Your assignment = Give a verbatim quotation of every record.

Data extract =
====

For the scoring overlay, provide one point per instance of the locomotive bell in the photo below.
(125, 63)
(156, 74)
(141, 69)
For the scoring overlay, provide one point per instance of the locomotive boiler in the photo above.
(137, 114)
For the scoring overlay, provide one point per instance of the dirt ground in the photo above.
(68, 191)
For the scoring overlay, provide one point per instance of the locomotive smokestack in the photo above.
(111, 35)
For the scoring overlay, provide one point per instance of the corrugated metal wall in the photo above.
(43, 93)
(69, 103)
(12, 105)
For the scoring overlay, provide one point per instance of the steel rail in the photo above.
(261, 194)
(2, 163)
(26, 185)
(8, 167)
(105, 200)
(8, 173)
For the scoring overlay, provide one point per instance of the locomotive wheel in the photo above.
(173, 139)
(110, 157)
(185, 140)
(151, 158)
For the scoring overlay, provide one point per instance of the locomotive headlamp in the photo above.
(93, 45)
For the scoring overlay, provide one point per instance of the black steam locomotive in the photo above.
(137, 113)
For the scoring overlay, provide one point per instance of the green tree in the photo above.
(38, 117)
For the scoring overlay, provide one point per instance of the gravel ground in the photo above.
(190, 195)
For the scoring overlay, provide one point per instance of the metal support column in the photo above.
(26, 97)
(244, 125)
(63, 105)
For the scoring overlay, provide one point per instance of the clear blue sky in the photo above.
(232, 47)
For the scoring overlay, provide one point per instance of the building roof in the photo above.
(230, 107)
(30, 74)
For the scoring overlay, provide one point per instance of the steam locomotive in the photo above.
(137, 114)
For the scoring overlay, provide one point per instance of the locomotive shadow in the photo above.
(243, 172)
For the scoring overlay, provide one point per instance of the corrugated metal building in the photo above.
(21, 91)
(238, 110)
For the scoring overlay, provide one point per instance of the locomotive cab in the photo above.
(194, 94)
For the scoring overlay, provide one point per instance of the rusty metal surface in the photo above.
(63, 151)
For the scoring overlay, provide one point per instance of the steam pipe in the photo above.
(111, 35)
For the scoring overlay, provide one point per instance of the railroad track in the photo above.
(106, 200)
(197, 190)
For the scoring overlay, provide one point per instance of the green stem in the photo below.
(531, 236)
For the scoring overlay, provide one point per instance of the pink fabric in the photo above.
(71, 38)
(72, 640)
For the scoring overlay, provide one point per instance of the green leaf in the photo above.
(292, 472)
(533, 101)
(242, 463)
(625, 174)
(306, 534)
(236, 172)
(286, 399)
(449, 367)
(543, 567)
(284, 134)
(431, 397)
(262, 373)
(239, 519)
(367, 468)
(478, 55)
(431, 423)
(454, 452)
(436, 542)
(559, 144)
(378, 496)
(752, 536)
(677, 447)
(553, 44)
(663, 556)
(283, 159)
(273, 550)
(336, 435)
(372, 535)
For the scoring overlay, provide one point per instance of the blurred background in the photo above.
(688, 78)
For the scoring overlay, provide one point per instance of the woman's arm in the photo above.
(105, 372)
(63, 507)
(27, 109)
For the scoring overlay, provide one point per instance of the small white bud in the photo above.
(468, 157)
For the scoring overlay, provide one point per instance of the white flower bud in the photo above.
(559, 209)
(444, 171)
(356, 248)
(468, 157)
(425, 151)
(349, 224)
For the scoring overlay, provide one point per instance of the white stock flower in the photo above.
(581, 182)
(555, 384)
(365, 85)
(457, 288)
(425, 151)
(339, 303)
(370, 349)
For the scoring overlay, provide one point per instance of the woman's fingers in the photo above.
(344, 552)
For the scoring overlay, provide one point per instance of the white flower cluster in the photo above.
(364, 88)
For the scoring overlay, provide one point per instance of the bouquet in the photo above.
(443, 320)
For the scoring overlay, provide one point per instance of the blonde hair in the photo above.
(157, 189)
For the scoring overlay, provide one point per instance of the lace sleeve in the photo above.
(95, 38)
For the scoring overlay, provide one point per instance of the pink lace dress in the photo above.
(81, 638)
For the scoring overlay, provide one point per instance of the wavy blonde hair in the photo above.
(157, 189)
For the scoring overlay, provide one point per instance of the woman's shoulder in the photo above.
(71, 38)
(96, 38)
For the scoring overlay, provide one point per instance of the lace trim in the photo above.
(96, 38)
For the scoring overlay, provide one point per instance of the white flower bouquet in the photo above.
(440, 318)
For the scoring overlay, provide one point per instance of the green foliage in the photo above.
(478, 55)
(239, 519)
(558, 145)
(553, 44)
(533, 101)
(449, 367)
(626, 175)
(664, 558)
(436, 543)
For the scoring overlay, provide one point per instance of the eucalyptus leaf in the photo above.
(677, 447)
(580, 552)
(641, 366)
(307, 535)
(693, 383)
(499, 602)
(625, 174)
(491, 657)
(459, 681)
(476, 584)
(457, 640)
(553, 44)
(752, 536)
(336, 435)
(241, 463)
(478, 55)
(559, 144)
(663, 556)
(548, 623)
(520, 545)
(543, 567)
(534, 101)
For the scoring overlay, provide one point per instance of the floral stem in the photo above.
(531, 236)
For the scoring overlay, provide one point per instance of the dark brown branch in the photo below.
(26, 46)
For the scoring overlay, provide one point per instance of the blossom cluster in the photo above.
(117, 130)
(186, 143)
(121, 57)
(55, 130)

====

Result of this exercise =
For the scoring overlay, provide one point per instance of the locomotive bell in the photo below.
(125, 63)
(156, 74)
(141, 69)
For the scoring overlay, provide one point per instance of the locomotive boiler in the photo above.
(137, 114)
For the scoring overlay, provide one point per instance of the dirt ground in the photo above.
(68, 191)
For the scoring overlay, provide one point per instance of the locomotive smokestack in the photo above.
(111, 35)
For the scoring overlay, provide one point per instance of the corrugated metal wall in the photo above.
(43, 93)
(69, 103)
(12, 105)
For the scoring overlay, provide one point per instance of the steel rail in the photo above.
(261, 194)
(2, 163)
(26, 185)
(8, 167)
(105, 200)
(8, 173)
For the scoring overlay, provide one point per instance of the locomotive wheel in the photo above.
(173, 139)
(110, 157)
(185, 140)
(151, 158)
For the scoring overlay, provide one point per instance of the locomotive headlamp in the photo above.
(93, 45)
For the scoring overlay, provide one point per instance of the black steam locomotive in the photo above.
(137, 113)
For the scoring overlay, provide one point per instance of the green tree in the photo above.
(38, 117)
For the scoring overlay, provide one point per instance of the gravel ground in the photo above.
(190, 195)
For the scoring overlay, provide one point per instance of the metal support column in the photo above.
(26, 97)
(244, 125)
(63, 105)
For the scoring overlay, provide one point per instance of the clear blue sky in the photo above.
(232, 47)
For the scoring overlay, provide one point per instance of the building roof in the photo above.
(230, 107)
(30, 74)
For the scoring overlay, provide one point per instance of the steam locomotive in the photo above.
(137, 114)
For the scoring overlay, provide one point per instance of the locomotive shadow in the photo above.
(243, 172)
For the scoring overlay, provide one point per instance of the corrugated metal building in the photo above.
(21, 91)
(238, 110)
For the scoring overlay, provide one point per instance of the locomotive cab in the photo above.
(194, 94)
For the scoring overlay, provide one point per instance of the rusty metal surface in the photo above.
(63, 151)
For the scoring overlay, provide one point per instance of the steam pipe in the photo above.
(111, 35)
For the scoring overlay, provide one point per instance of the railroad track in the photo above.
(106, 200)
(197, 190)
For the scoring overlay, provide one point per instance of the green stem in the photo below.
(531, 236)
For the scoring overlay, provide one point per instance of the pink fabric in the photo above.
(71, 38)
(72, 640)
For the scoring overlay, provide one point per instance of the green leaf in the photo above.
(292, 472)
(533, 101)
(242, 463)
(625, 174)
(306, 534)
(236, 172)
(286, 399)
(449, 367)
(543, 567)
(284, 134)
(431, 397)
(262, 373)
(239, 519)
(367, 468)
(478, 55)
(431, 423)
(454, 452)
(436, 542)
(559, 144)
(378, 496)
(752, 536)
(677, 447)
(553, 44)
(663, 556)
(283, 159)
(273, 550)
(336, 435)
(372, 535)
For the scoring overlay, provide one point per instance of the blurred background in the photo above.
(688, 78)
For the scoring overlay, provide one point per instance of the woman's arm in the photo above.
(105, 372)
(63, 507)
(27, 109)
For the scoring overlay, provide one point per instance of the small white bud in the photo above.
(468, 157)
For the scoring overlay, provide one point per instance of the white flower bud in the photo above.
(559, 209)
(444, 171)
(356, 248)
(468, 157)
(425, 151)
(349, 224)
For the scoring overlay, provide one point per instance of the white stock flower in the photo above.
(581, 182)
(555, 384)
(365, 85)
(457, 288)
(425, 151)
(339, 303)
(370, 349)
For the scoring overlay, provide one point per instance of the woman's fingers in the photo above.
(344, 552)
For the scoring overlay, provide one point per instance of the white flower cluster in the photo above.
(364, 88)
For the scoring overlay, provide one point per instance of the bouquet in the photo above.
(443, 320)
For the scoring overlay, provide one point per instance of the blonde hair in the photo above.
(157, 189)
For the scoring overlay, provide one point per instance of the lace sleeve in the photo above.
(95, 38)
For the scoring overlay, provide one point per instance of the pink lace dress in the photo above.
(81, 638)
For the scoring overlay, provide one point per instance of the wavy blonde hair in the photo above.
(157, 189)
For the scoring overlay, provide one point per instance of the woman's shoulder in the photo above.
(71, 38)
(96, 38)
For the scoring overlay, provide one point per instance of the lace trim in the photo above.
(96, 38)
For the scoring overlay, provide one point per instance of the white flower bouquet in the photo above.
(440, 318)
For the scoring overlay, provide one point per instance of the green foliage in the photo above.
(478, 55)
(239, 519)
(558, 145)
(553, 44)
(533, 101)
(449, 367)
(626, 175)
(664, 558)
(436, 543)
For the scoring overlay, provide one point per instance of the eucalyptus leaf in the photo above.
(677, 447)
(580, 552)
(641, 366)
(307, 535)
(693, 383)
(499, 602)
(625, 174)
(491, 657)
(459, 681)
(476, 584)
(457, 640)
(553, 44)
(752, 536)
(336, 435)
(241, 463)
(478, 55)
(559, 144)
(663, 556)
(548, 623)
(520, 545)
(543, 567)
(534, 101)
For the scoring overlay, provide one point per instance of the floral stem in the photo above.
(531, 236)
For the scoring overlay, provide one point per instance of the dark brown branch in the photo below.
(26, 46)
For the scoring overlay, provide one point per instance of the blossom cluster in the photo above.
(117, 130)
(186, 143)
(121, 57)
(55, 130)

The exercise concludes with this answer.